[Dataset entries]
*****
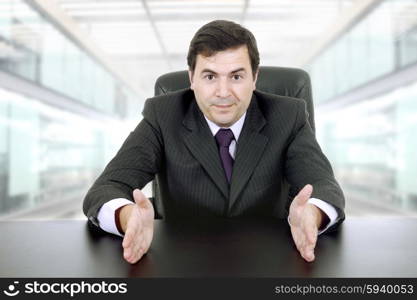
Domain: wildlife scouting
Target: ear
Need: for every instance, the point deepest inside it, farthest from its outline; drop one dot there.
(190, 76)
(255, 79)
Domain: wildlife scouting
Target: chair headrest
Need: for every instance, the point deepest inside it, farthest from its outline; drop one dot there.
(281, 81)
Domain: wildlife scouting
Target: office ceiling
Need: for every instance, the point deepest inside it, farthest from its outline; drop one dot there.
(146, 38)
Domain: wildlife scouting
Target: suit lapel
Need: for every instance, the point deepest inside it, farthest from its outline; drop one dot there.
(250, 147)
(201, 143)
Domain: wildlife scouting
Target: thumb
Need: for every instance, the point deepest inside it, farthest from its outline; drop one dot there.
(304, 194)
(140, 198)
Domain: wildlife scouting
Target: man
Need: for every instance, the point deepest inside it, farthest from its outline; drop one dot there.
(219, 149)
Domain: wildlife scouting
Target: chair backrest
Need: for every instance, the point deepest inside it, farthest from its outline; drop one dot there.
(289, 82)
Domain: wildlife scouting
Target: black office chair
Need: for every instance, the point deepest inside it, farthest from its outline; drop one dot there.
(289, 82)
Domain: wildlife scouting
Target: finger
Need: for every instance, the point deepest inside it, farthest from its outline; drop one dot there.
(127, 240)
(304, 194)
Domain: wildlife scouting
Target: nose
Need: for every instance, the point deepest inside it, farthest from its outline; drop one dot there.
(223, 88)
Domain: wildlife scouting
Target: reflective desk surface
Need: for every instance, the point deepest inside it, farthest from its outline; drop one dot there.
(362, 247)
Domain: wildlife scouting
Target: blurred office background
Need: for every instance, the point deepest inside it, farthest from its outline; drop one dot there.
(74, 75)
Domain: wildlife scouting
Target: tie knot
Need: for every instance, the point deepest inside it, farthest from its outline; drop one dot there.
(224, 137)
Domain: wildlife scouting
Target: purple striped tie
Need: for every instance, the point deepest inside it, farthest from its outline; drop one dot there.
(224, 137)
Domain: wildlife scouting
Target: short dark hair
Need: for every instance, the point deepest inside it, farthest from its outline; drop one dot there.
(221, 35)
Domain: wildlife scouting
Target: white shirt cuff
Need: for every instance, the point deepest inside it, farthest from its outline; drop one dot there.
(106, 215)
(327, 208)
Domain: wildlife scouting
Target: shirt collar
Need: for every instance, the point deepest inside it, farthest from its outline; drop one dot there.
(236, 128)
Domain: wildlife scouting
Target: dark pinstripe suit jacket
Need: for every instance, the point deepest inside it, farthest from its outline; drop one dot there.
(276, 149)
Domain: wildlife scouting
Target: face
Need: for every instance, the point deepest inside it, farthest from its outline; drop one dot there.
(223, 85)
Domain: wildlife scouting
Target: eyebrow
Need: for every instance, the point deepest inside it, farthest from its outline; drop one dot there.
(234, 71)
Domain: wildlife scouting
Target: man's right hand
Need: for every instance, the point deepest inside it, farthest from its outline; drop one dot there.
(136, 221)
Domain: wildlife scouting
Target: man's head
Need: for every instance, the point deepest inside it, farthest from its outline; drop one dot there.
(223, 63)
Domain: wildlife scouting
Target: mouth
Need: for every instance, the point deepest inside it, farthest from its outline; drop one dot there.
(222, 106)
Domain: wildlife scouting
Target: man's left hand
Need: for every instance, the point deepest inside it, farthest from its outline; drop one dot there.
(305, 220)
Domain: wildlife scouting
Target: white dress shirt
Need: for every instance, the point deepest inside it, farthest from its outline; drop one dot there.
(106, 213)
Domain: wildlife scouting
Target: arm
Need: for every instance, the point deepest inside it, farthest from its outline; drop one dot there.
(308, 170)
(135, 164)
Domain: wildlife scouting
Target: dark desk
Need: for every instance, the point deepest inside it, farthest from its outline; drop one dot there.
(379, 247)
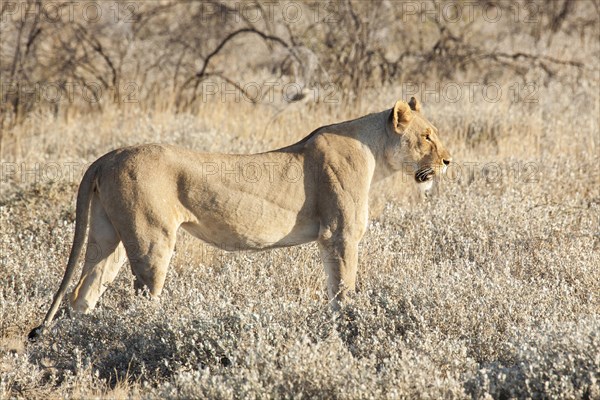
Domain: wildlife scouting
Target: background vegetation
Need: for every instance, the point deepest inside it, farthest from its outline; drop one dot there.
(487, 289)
*****
▸ YOUR TASK
The pictures stay out of the copy. Set down the entries above precisely.

▸ EXERCISE SOLUTION
Domain: wildlife scouting
Target: ear
Need: for every instance, the point deepest inside it, farthest from its outline; drop one dot there.
(190, 76)
(255, 79)
Domain: wildlife scouting
Target: chair headrest
Need: for every instance, the point deepest inside it, farthest from its outline; drop one dot there.
(281, 81)
Domain: wildlife scouting
Target: office ceiling
Need: for every instance, the point deepest inside it, farthest from its outline; drop one dot there.
(146, 38)
Domain: wildlife scouting
Target: suit lapel
Need: for every instance, the point deepest inside it, farthest from its outline; drop one dot there.
(250, 147)
(201, 143)
Domain: wildlife scouting
Target: thumb
Need: for every instance, the point deepest inside it, farthest from its outline; drop one dot there.
(304, 194)
(140, 198)
Domain: wildlife scouting
Target: man
Need: for every instance, the point deepest inside it, farthest from its outline; drop one dot there.
(219, 149)
Domain: wildlife scouting
Target: chair backrest
Need: for every instance, the point deepest inside it, farthest from its outline; drop one dot there.
(289, 82)
Domain: wildlife scouting
Target: black office chair
Need: for every instance, the point deepest inside it, farthest from its outline; drop one dot there.
(289, 82)
Domain: wildlife scouting
Target: finger
Need: for every instance, the point deepest inside it, farthest from its outline; drop one dot there.
(127, 240)
(304, 194)
Domain: wildlife scouting
Target: nose
Need: for every instance, the point deepest inside it, farthest from its outline; drop one dot there.
(223, 88)
Domain: wildlife scouting
Target: reflective desk surface
Need: for every instance, the point deepest inside it, farthest from its outline; drop one dot there.
(362, 247)
Domain: wildlife scouting
Target: blurred office background
Need: for every instance, the point deepest inside it, farthest from its outline; drop one dot there.
(74, 75)
Domain: wildlife scouting
Target: tie knot
Need: for every instance, the point deepest inside it, farthest from its outline; drop one dot there.
(224, 137)
Domain: wildlife scouting
Target: purple striped tie
Need: for every instance, the point deepest inside it, farthest from its outline; drop one dot there.
(224, 137)
Domain: wildlife scouting
Target: short dark hair
Need: for every instance, the point deepest inside it, farthest from its outline; drop one dot there.
(221, 35)
Domain: wildlife scouting
Target: white shirt cuff
Need: for every instance, the point deepest inside it, farthest from its outline; drop one dot there.
(106, 215)
(327, 208)
Domain: wildlife scouting
Target: shirt collar
Need: for every instance, the point deepest inside it, farthest from its outline; drop one dot there.
(236, 128)
Domain: wildlife scouting
Target: dark pinstripe suit jacket
Need: for every instance, the point deepest inside it, farthest from its outline; drop one dot there.
(276, 149)
Domain: wildlife scouting
Target: face
Need: for every instance, the point deepest inside it, farthest from its outline; drop one dot there.
(223, 85)
Domain: wildlife scouting
Target: eyebrow
Need: for every instance, the point deepest inside it, farthest from its outline; drop one dot there.
(234, 71)
Domain: wildlife scouting
Target: man's right hand
Need: for every instance, the point deepest inside it, farthest from its outline; drop one dot there.
(136, 221)
Domain: wildlife scouting
Target: man's head
Need: for every instance, the point deepest inside it, farthest from its outline; drop one dot there.
(223, 63)
Domain: wildlife scouting
Target: mouth
Need: for every instance, the point deepest inside it, farthest from its outline; drop one dot there.
(222, 106)
Domain: wildlife scouting
Target: man's left hand
Need: for every instance, the point deepest inside it, farthest from its outline; drop one dot there.
(305, 220)
Domain: wildlife scouting
Target: white dress shirt
Need: for every instance, the point deepest inside it, farthest from its outline; drop one dot there.
(106, 213)
Domain: wildlife scouting
Target: arm
Need: for every instance, the point deepest inside it, farthest from its outline; drop one dot there.
(308, 170)
(135, 164)
Domain: wildlife scouting
Target: dark desk
Need: for every instance, the point deepest inside it, farthest from its outline; drop one dot there.
(379, 247)
Domain: wildlife scouting
Target: background vegetation
Need: for every instance, the point deepest inside it, farthest from its outline; drop one dot there.
(487, 289)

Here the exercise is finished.